-- Start Supplied material --

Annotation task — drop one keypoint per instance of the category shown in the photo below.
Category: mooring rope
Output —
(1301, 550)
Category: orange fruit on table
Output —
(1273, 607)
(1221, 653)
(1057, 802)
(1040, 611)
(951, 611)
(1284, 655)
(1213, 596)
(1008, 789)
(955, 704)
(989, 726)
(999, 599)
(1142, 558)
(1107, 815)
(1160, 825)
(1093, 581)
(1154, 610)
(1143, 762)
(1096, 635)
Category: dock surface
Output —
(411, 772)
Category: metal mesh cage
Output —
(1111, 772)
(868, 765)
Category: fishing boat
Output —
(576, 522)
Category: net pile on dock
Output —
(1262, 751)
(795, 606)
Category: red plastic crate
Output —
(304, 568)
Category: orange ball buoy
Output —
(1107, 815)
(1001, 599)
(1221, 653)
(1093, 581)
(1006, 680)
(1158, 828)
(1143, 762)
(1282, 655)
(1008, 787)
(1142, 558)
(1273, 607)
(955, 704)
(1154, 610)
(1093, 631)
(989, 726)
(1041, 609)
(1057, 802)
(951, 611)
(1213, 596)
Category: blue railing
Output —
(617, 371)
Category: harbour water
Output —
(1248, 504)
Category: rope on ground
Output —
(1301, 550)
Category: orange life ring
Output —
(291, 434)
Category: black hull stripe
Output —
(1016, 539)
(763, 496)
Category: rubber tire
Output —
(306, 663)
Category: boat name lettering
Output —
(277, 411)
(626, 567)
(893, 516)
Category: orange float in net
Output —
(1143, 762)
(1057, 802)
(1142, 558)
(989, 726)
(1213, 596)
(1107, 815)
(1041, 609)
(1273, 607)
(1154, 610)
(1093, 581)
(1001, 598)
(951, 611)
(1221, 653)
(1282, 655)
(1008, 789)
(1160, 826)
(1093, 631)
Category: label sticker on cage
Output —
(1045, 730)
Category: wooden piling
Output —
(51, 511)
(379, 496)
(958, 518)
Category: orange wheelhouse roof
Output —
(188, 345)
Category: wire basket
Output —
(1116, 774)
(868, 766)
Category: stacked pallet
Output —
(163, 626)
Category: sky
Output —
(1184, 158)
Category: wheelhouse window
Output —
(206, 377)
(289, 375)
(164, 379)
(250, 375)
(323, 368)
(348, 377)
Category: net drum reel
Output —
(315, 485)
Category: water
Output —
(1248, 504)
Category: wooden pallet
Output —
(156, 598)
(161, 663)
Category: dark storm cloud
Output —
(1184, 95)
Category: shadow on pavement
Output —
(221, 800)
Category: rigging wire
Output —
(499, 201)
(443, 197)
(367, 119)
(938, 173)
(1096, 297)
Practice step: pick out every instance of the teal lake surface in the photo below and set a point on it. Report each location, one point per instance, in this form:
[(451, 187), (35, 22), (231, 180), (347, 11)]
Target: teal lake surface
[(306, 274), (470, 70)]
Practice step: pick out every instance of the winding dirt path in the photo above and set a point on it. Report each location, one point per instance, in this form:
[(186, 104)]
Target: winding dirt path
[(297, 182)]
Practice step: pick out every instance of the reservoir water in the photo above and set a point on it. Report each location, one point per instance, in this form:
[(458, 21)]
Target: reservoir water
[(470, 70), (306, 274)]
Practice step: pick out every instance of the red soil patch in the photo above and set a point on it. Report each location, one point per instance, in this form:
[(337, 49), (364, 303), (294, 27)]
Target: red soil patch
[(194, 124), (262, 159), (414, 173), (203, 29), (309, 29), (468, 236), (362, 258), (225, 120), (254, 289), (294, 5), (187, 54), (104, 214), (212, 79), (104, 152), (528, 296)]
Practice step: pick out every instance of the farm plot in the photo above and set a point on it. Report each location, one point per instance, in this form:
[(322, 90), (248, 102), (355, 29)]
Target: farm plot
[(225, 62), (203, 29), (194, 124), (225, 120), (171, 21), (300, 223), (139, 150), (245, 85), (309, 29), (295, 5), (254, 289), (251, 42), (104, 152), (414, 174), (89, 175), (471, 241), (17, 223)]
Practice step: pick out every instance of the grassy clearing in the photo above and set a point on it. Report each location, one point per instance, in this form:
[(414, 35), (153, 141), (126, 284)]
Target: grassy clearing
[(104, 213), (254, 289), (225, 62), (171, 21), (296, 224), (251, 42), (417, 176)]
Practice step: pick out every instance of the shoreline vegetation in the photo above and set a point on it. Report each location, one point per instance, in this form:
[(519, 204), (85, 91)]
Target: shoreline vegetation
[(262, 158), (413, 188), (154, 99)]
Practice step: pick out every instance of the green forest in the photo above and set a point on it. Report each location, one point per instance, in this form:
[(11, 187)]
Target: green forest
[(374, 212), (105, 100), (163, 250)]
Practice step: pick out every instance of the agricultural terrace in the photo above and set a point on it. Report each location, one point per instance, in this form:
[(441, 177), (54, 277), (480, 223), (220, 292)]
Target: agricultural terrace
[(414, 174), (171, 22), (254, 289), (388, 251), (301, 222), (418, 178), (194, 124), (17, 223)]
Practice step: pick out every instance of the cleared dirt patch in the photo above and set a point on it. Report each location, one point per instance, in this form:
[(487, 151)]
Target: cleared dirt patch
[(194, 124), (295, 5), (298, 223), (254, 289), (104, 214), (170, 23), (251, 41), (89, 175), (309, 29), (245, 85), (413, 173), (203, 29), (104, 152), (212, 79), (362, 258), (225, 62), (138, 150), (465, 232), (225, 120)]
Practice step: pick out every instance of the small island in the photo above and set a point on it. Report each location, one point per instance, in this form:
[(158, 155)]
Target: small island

-- End Supplied material --

Work to be completed »
Reproduce all of the entries above, unchanged and in the same order.

Response to the task »
Annotation task — drop one keypoint per instance of the category shown in the photo below.
Category: mooring rope
Output —
(1301, 550)
Category: orange fruit on table
Output —
(1273, 607)
(1221, 653)
(1057, 802)
(1040, 611)
(951, 611)
(1284, 655)
(1213, 596)
(1008, 789)
(955, 704)
(989, 726)
(999, 599)
(1142, 558)
(1107, 815)
(1160, 825)
(1093, 581)
(1154, 610)
(1143, 762)
(1096, 635)
Category: dock surface
Output —
(411, 772)
Category: metal mesh cage
Output —
(1111, 772)
(868, 765)
Category: fishing boat
Output —
(576, 522)
Category: net pile on dock
Output —
(1262, 751)
(795, 606)
Category: red plastic crate
Output —
(304, 568)
Category: orange ball buoy
Output —
(1107, 815)
(1001, 599)
(1221, 653)
(1093, 581)
(1006, 680)
(1158, 828)
(1143, 762)
(1282, 655)
(1008, 787)
(1142, 558)
(1273, 607)
(955, 704)
(1154, 610)
(1093, 631)
(989, 726)
(1041, 609)
(1057, 802)
(951, 611)
(1213, 596)
Category: blue railing
Output —
(617, 371)
Category: harbour water
Output —
(1248, 504)
Category: rope on ground
Output —
(1301, 550)
Category: orange life ring
Output —
(291, 434)
Category: black hull stripe
Output —
(1016, 539)
(763, 496)
Category: rubber tire
Output —
(306, 663)
Category: boat name lettering
Output —
(277, 411)
(626, 567)
(893, 516)
Category: orange float in net
Output —
(1143, 762)
(1057, 802)
(1142, 558)
(989, 726)
(1213, 596)
(1107, 815)
(1041, 609)
(1273, 607)
(1154, 610)
(1093, 581)
(1001, 598)
(951, 611)
(1221, 653)
(1282, 655)
(1008, 789)
(1160, 826)
(1093, 631)
Category: label sticker on cage
Output —
(1045, 730)
Category: wooden piling
Output —
(51, 511)
(379, 496)
(958, 518)
Category: orange wheelhouse roof
Output —
(188, 345)
Category: wire basket
Output —
(1116, 774)
(868, 766)
Category: stacked pallet
Output —
(163, 626)
Category: sky
Output —
(1184, 158)
Category: wheelhouse window
Output —
(206, 377)
(289, 375)
(164, 379)
(250, 375)
(323, 368)
(348, 377)
Category: net drum reel
Output —
(315, 485)
Category: water
Output —
(1248, 504)
Category: wooden pallet
Output —
(156, 598)
(161, 663)
Category: dark storm cloud
Output —
(1184, 95)
Category: shadow on pavement
Output —
(221, 800)
Category: rigging wire
Output —
(499, 201)
(443, 197)
(367, 119)
(938, 173)
(1096, 297)
Practice step: pick out every instance of the teal lake surface in the photo below and set a point on it. Report each location, one point per instance, in this form:
[(451, 187), (35, 22), (231, 180), (347, 11)]
Target: teal lake surface
[(306, 274), (470, 70)]
Practice step: pick out every instance of the winding dirt path in the photo above and set a point on it. Report each location, one point per instance, in this form:
[(186, 104)]
Target: winding dirt path
[(297, 182)]
Practice step: pick out every instance of the reservoir water in the photo above and set a point on it. Report each location, one point per instance, in this form:
[(458, 21)]
Target: reservoir water
[(470, 70), (306, 274)]
Practice step: pick out every instance of the red soil patch in the photo above and set a point on it. Report each location, one point per instance, in this form:
[(337, 49), (364, 303), (294, 27)]
Target: red soil patch
[(194, 124), (262, 159), (414, 173), (203, 29), (309, 29), (468, 236), (362, 258), (225, 120), (254, 289), (294, 5), (187, 54), (104, 214), (212, 79), (104, 152), (528, 296)]
Practice step: pick out every instance of the farm plot in the photo above and set a point on it. Report each location, one point per instance, in this form:
[(322, 90), (248, 102), (355, 29)]
Target: farm plot
[(225, 62), (203, 29), (194, 124), (225, 120), (171, 21), (300, 223), (139, 150), (245, 85), (309, 29), (295, 5), (254, 289), (251, 42), (104, 152), (414, 174), (89, 175), (471, 241), (17, 223)]
Practice step: pick out every instance of the grassy clearing in the photo above and set a point on it. Report each location, one point per instance, in this form:
[(414, 35), (153, 141), (126, 284)]
Target: grassy clearing
[(104, 213), (254, 289), (225, 62), (171, 21), (296, 224), (251, 42), (417, 176)]
Practice step: pick out every instance of the shoreline vegetation in the photo above and set a point on it. Report each location, one point per instance, in this form:
[(519, 204), (85, 91)]
Target: shoreline vegetation
[(262, 158), (413, 188), (154, 99)]
Practice step: pick out every instance of the green forest in the photo above and set a point on it. Report each location, one point per instance, in this form:
[(11, 187)]
Target: green forest
[(374, 212), (105, 100), (163, 250)]
Practice step: pick out every instance of the agricultural terrace in the photo above and set a point on it. Report each location, one point per instance, in this form:
[(441, 177), (54, 277), (480, 223), (220, 292)]
Target: agricultural terrace
[(414, 174), (171, 22), (254, 289), (388, 251), (301, 222), (418, 178), (194, 124), (17, 223)]
Practice step: pick out every instance of the cleared dirt patch in the photo above and set a point on it. Report each location, one point per instance, in this form:
[(487, 151)]
Target: cleared dirt patch
[(194, 124), (295, 5), (298, 223), (254, 289), (104, 214), (170, 23), (251, 41), (89, 175), (309, 29), (245, 85), (413, 173), (203, 29), (104, 152), (212, 79), (362, 258), (225, 62), (138, 150), (465, 232), (225, 120)]
Practice step: pick out every instance of the small island in the photo above and set a point on it. Report each location, one point per instance, in this form:
[(158, 155)]
Target: small island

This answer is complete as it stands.